• _WHAT THE EXERCISE ASKS_: Turn every line of the material below into a JSON list of strings, one string per line. Leave out the blank lines.

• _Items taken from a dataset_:
#####
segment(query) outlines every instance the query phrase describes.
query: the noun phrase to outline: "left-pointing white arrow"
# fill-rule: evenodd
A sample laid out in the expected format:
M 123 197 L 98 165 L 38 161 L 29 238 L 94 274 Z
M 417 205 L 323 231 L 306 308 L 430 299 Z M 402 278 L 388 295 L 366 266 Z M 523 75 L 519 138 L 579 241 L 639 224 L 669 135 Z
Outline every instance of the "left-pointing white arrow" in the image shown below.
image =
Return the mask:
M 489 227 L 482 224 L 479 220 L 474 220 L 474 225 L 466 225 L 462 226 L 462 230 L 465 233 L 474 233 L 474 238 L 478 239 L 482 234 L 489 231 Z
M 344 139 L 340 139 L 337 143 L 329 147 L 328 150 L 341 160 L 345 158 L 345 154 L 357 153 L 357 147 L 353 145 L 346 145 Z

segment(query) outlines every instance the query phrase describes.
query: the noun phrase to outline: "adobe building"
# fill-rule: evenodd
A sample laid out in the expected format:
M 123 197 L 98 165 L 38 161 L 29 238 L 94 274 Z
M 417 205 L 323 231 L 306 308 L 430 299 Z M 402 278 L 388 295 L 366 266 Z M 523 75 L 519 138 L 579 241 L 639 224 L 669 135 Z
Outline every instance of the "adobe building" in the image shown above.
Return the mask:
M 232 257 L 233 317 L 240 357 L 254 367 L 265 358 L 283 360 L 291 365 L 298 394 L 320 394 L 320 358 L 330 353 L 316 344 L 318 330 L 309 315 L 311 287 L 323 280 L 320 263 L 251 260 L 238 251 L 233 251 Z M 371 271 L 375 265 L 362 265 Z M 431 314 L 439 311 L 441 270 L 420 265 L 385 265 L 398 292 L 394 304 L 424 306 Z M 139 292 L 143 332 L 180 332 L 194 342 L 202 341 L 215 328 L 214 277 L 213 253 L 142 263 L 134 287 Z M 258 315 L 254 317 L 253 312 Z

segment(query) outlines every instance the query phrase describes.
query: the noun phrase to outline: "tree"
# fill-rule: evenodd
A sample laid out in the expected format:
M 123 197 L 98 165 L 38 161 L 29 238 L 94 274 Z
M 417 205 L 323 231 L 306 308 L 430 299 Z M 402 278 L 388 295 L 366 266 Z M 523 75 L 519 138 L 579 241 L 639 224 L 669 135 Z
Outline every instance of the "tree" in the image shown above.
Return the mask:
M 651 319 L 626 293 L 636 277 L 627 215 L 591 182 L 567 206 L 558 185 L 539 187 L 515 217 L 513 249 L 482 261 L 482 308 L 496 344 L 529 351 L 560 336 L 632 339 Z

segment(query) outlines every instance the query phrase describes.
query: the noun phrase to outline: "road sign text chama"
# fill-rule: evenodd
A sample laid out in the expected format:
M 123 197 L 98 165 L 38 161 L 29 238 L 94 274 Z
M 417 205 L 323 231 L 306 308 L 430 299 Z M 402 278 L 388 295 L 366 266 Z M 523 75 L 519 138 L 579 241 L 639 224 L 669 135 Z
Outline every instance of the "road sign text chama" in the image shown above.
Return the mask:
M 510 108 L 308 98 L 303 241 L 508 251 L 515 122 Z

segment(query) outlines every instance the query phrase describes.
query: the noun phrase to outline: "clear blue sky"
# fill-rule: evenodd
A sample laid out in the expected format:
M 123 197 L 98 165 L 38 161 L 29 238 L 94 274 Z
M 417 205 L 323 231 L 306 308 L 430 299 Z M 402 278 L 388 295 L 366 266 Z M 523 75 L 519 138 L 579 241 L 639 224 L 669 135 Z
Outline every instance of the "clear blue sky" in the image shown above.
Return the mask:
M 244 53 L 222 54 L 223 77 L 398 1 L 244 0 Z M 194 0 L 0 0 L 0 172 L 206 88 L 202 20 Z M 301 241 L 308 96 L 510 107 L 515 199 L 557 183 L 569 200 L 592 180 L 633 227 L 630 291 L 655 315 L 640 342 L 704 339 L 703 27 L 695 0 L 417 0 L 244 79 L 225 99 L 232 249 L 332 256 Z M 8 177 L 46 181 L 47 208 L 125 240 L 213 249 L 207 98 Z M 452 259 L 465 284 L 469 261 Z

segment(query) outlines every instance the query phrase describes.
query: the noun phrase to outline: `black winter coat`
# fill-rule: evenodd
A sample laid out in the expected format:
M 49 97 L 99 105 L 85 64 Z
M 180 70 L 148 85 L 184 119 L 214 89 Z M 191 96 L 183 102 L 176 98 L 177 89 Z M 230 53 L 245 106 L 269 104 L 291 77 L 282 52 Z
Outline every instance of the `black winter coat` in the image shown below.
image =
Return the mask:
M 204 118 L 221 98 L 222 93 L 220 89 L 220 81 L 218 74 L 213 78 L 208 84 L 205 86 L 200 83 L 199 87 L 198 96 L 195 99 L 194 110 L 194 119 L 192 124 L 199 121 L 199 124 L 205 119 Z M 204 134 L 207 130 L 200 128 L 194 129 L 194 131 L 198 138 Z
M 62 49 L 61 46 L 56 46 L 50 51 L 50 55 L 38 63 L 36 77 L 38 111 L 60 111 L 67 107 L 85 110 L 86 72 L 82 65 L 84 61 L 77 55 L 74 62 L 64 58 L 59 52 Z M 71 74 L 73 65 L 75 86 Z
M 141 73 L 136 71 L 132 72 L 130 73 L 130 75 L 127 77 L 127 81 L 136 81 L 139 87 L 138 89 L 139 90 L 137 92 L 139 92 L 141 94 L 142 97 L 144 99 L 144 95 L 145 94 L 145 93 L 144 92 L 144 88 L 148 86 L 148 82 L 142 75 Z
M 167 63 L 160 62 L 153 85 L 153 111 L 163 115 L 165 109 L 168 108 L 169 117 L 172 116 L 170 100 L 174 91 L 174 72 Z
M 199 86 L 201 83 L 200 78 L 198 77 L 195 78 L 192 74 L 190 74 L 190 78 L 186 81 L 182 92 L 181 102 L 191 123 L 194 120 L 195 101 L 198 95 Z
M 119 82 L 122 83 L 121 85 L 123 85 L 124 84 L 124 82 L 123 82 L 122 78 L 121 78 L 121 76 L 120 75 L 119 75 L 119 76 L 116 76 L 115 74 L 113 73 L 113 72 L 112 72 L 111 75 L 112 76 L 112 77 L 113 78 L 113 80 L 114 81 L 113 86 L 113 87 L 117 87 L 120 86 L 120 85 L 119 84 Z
#####
• _WRITTEN ANSWER_:
[
  "segment(query) outlines every instance the query phrase describes.",
  "query: the noun phrase to outline: \"left-pointing white arrow\"",
  "# fill-rule: evenodd",
  "A sample laid out in the expected format:",
  "M 123 197 L 98 165 L 38 161 L 29 238 L 94 274 Z",
  "M 417 205 L 323 231 L 306 308 L 430 299 Z M 402 278 L 388 295 L 366 266 Z M 523 75 L 519 138 L 579 241 L 639 224 L 669 135 Z",
  "Outline every instance of the \"left-pointing white arrow\" in the image shown below.",
  "image =",
  "Return the mask:",
  "M 489 227 L 482 224 L 479 220 L 474 220 L 474 225 L 466 225 L 462 226 L 462 230 L 465 233 L 474 233 L 474 238 L 478 239 L 482 234 L 489 231 Z",
  "M 344 139 L 340 139 L 337 143 L 329 147 L 328 150 L 341 160 L 345 158 L 345 154 L 357 153 L 357 147 L 353 145 L 346 145 Z",
  "segment(query) outlines every instance the query phrase describes.",
  "query: the noun phrase to outline: \"adobe building\"",
  "# fill-rule: evenodd",
  "A sample laid out in the expected format:",
  "M 123 197 L 98 165 L 38 161 L 29 238 L 94 274 Z",
  "M 417 205 L 323 231 L 306 308 L 430 299 Z M 402 278 L 388 295 L 366 266 Z M 523 75 L 519 138 L 579 241 L 639 224 L 669 135 Z",
  "Outline every instance of the \"adobe building\" in the image shown above.",
  "Return the mask:",
  "M 232 257 L 233 317 L 240 357 L 254 367 L 265 358 L 283 360 L 291 365 L 298 394 L 320 394 L 320 358 L 330 353 L 316 344 L 318 330 L 309 315 L 311 287 L 323 280 L 320 263 L 251 260 L 238 251 L 233 251 Z M 371 271 L 375 265 L 362 265 Z M 431 314 L 439 311 L 441 270 L 420 265 L 385 265 L 398 292 L 394 304 L 424 306 Z M 139 292 L 143 332 L 180 332 L 194 342 L 202 341 L 215 328 L 214 277 L 213 253 L 142 263 L 134 287 Z M 258 315 L 254 317 L 253 312 Z",
  "segment(query) outlines every instance the query phrase describes.",
  "query: the noun phrase to outline: \"tree\"",
  "# fill-rule: evenodd",
  "A sample laid out in the expected format:",
  "M 123 197 L 98 165 L 38 161 L 29 238 L 94 274 Z",
  "M 417 205 L 323 231 L 306 308 L 430 299 Z M 402 278 L 388 295 L 366 266 Z M 523 75 L 519 138 L 579 241 L 639 224 L 669 135 Z",
  "Outline every instance of the \"tree\" in the image shown above.",
  "Return the mask:",
  "M 651 319 L 626 293 L 636 277 L 627 215 L 591 182 L 567 206 L 558 185 L 539 187 L 515 217 L 513 249 L 482 261 L 482 308 L 496 344 L 529 351 L 560 336 L 632 339 Z",
  "segment(query) outlines every instance the query phrase describes.",
  "query: the noun phrase to outline: \"road sign text chama\"",
  "# fill-rule: evenodd",
  "A sample laid out in the expected format:",
  "M 123 197 L 98 165 L 38 161 L 29 238 L 94 274 Z",
  "M 417 205 L 323 231 L 306 308 L 430 299 Z M 402 278 L 388 295 L 366 266 Z M 523 75 L 519 138 L 579 241 L 639 224 L 669 135 Z",
  "Outline every instance of the \"road sign text chama\" in the image shown above.",
  "Return the mask:",
  "M 510 108 L 308 98 L 303 241 L 508 251 L 515 122 Z",
  "segment(query) outlines every instance the query phrase describes.",
  "query: the noun phrase to outline: \"clear blue sky\"",
  "# fill-rule: evenodd",
  "A sample laid out in the expected format:",
  "M 123 197 L 98 165 L 38 161 L 29 238 L 94 274 Z",
  "M 417 205 L 323 231 L 306 308 L 430 299 Z M 402 278 L 388 295 L 366 266 Z M 523 75 L 519 138 L 579 241 L 639 224 L 669 135 Z",
  "Outline every instance of the \"clear blue sky\" in the image shown above.",
  "Return the mask:",
  "M 244 53 L 222 54 L 223 77 L 398 1 L 244 0 Z M 194 0 L 0 0 L 0 172 L 206 88 L 202 20 Z M 301 241 L 308 96 L 510 107 L 515 199 L 557 183 L 569 200 L 592 180 L 633 227 L 630 291 L 655 315 L 640 342 L 704 339 L 703 27 L 695 0 L 417 0 L 244 79 L 225 99 L 232 249 L 332 256 Z M 8 177 L 46 181 L 47 208 L 125 240 L 213 249 L 207 98 Z M 452 259 L 465 284 L 469 261 Z",
  "segment(query) outlines every instance the query phrase describes.",
  "query: the noun phrase to outline: `black winter coat`",
  "# fill-rule: evenodd",
  "A sample laid out in the expected format:",
  "M 49 97 L 99 105 L 85 64 Z",
  "M 180 70 L 148 85 L 184 119 L 214 89 Z M 191 96 L 183 102 L 176 98 L 177 89 Z M 230 53 L 245 106 L 269 104 L 291 77 L 282 52 Z",
  "Outline every instance of the `black winter coat` in the image shown below.",
  "image =",
  "Return the mask:",
  "M 204 118 L 221 98 L 222 93 L 220 89 L 220 81 L 218 74 L 213 78 L 208 84 L 205 86 L 200 83 L 199 87 L 198 96 L 195 99 L 194 110 L 194 119 L 192 124 L 199 121 L 199 124 L 205 119 Z M 204 134 L 207 130 L 200 128 L 194 129 L 194 131 L 198 138 Z",
  "M 62 49 L 61 46 L 56 46 L 50 51 L 50 55 L 38 63 L 36 77 L 38 111 L 60 111 L 67 107 L 85 110 L 86 72 L 82 65 L 84 61 L 77 55 L 74 62 L 64 58 L 59 52 Z M 71 74 L 73 65 L 75 86 Z",
  "M 141 73 L 136 71 L 132 72 L 130 73 L 130 75 L 127 77 L 127 81 L 136 81 L 139 87 L 138 89 L 139 90 L 137 92 L 139 92 L 141 94 L 142 97 L 144 99 L 144 95 L 145 94 L 145 93 L 144 92 L 144 88 L 148 86 L 148 82 L 142 75 Z",
  "M 167 63 L 160 62 L 153 85 L 153 111 L 163 115 L 165 109 L 168 108 L 169 117 L 172 116 L 170 100 L 174 91 L 174 72 Z",
  "M 199 86 L 201 83 L 200 78 L 198 77 L 195 78 L 192 74 L 190 74 L 190 78 L 186 81 L 182 92 L 181 102 L 191 123 L 194 120 L 195 101 L 198 95 Z",
  "M 119 82 L 122 83 L 121 85 L 123 85 L 124 84 L 124 82 L 123 82 L 122 78 L 121 78 L 121 76 L 120 75 L 119 75 L 119 76 L 116 76 L 115 74 L 113 73 L 113 72 L 112 72 L 111 75 L 112 76 L 112 77 L 113 78 L 113 80 L 114 81 L 113 86 L 113 87 L 117 87 L 120 86 L 120 85 L 119 84 Z"
]